• What to produce
Extract every line in the records below that contains the string "white". Matching is case-sensitive.

• Dataset entries
--

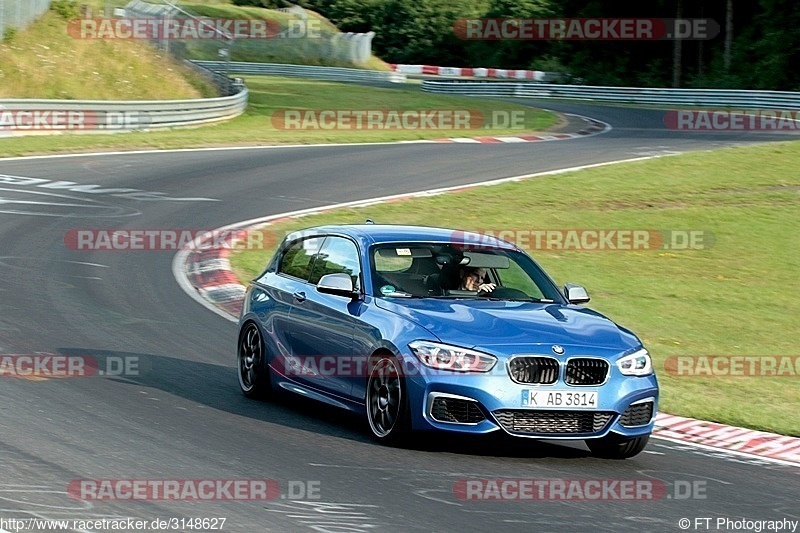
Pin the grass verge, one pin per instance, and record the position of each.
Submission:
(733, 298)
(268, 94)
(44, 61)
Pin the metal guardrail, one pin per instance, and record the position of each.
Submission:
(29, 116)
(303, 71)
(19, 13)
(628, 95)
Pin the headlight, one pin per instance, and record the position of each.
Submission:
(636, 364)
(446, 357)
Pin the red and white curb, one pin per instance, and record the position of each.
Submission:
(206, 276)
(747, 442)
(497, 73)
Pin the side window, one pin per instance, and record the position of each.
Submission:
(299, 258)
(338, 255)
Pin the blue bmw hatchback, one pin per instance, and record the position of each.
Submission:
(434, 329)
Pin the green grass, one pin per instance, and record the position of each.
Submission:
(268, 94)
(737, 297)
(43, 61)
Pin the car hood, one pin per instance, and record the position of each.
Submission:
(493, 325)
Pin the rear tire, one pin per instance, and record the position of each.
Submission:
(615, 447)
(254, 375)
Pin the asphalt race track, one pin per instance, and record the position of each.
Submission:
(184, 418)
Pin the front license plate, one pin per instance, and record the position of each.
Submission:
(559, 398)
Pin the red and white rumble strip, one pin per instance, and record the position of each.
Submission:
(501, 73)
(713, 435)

--

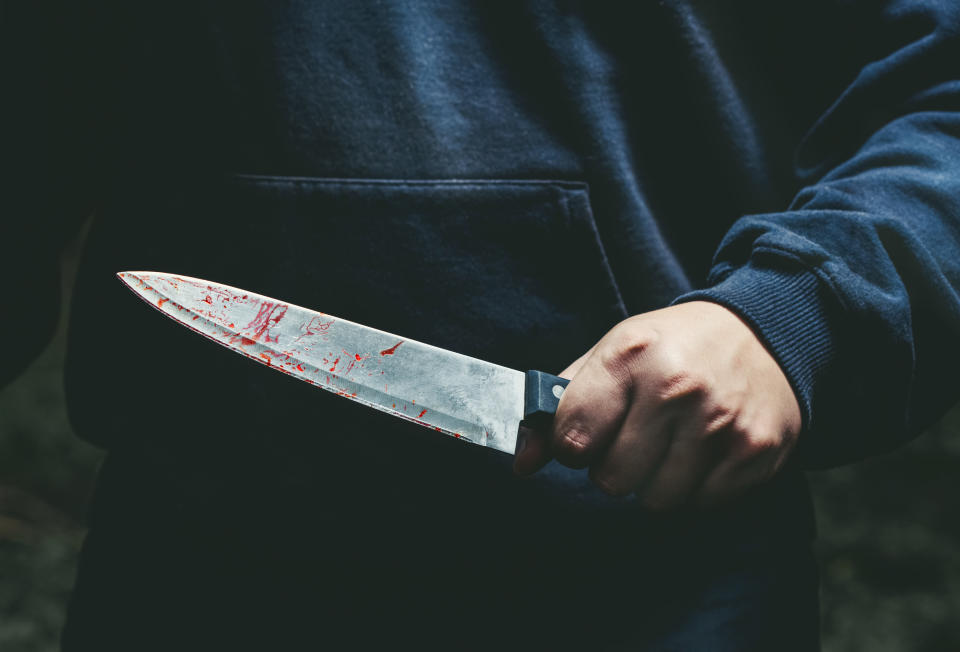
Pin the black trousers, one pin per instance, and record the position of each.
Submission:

--

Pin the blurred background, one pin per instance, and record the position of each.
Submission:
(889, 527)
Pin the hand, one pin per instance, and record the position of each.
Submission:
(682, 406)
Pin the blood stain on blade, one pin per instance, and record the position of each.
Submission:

--

• Exercise solution
Pin the red and white curb, one pin per instance, and record the position of each.
Pin the red and white rumble strip, one pin per instance, and record the position of each.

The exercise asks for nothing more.